*DATASET*:
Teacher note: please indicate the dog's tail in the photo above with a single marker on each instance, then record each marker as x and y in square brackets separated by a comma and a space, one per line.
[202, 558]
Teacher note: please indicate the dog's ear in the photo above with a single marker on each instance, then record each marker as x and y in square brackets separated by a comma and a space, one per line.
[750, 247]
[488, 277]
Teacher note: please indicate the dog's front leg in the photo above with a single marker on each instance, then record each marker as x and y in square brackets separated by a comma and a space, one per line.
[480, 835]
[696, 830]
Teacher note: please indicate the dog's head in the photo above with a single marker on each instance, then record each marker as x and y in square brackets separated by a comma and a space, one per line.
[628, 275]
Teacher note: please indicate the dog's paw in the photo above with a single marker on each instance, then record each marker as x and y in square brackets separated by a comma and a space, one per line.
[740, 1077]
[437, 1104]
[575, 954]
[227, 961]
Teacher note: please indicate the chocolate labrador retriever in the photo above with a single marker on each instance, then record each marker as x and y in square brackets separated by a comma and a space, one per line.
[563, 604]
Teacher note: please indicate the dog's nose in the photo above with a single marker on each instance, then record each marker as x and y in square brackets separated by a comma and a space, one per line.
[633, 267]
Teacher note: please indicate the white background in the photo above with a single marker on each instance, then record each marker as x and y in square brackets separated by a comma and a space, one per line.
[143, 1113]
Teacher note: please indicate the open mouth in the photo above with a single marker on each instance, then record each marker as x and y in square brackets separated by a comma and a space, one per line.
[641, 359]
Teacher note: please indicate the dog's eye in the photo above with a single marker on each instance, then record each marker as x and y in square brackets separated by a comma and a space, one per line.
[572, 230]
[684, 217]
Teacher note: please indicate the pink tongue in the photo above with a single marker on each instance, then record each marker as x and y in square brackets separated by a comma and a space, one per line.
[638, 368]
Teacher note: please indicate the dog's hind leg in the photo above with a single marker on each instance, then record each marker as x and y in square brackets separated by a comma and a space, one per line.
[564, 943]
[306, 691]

*DESCRIPTION OF THE TASK*: Render the material from the line with "Teacher note: please indicate the dog's paw" up to and including its final line as a Markdown table with the columns Row and Text, giving each line a row number and leaving out blank lines.

*OUTPUT FOR THIS TASK*:
| Row | Text |
|---|---|
| 1 | Teacher note: please indicate the dog's paw in the photo above with a single marker on each instance, then record each marker as x and y in square brackets separated by a comma and a space, one per line. |
| 2 | [740, 1077] |
| 3 | [437, 1104] |
| 4 | [575, 954] |
| 5 | [227, 961] |
| 6 | Teacher note: please indicate the chocolate labrador retriever in the photo above with a single marker on each instance, then record each marker as x and y in square brackets separated by a comma and a space, one per line. |
| 7 | [563, 604] |
| 8 | Teacher note: please indicate the dog's nose in the photo above with a single marker on each instance, then record each marker as x and y in square brackets separated by a comma and a space, one per line. |
| 9 | [633, 267] |
| 10 | Teacher note: please indicate the white background in the photo above with a single marker on each instance, then record each marker as x and y in square brackets separated by a comma and a space, one per line. |
| 11 | [143, 1113] |
| 12 | Teacher note: please indicate the open mouth in the photo above with a single marker on each instance, then record each marker as x and y in square brackets separated by a comma and a space, one per line. |
| 13 | [641, 359] |
| 14 | Teacher note: please indicate the dog's eye in the photo above with a single marker on each instance, then record each marker as x and y in square brackets separated by a comma and a space, one per line. |
| 15 | [572, 230] |
| 16 | [684, 217] |
| 17 | Teacher note: please indicate the pink tongue in the photo above with a single marker on each instance, then record each marker as x and y in square brackets separated by a comma and a space, one per line. |
| 18 | [638, 368] |
| 19 | Teacher note: please indicate the dog's hind leg in the photo above with a single marker on each instance, then record each marker as x and y in square brackets separated by a comma and a space, one per line. |
| 20 | [564, 943] |
| 21 | [306, 691] |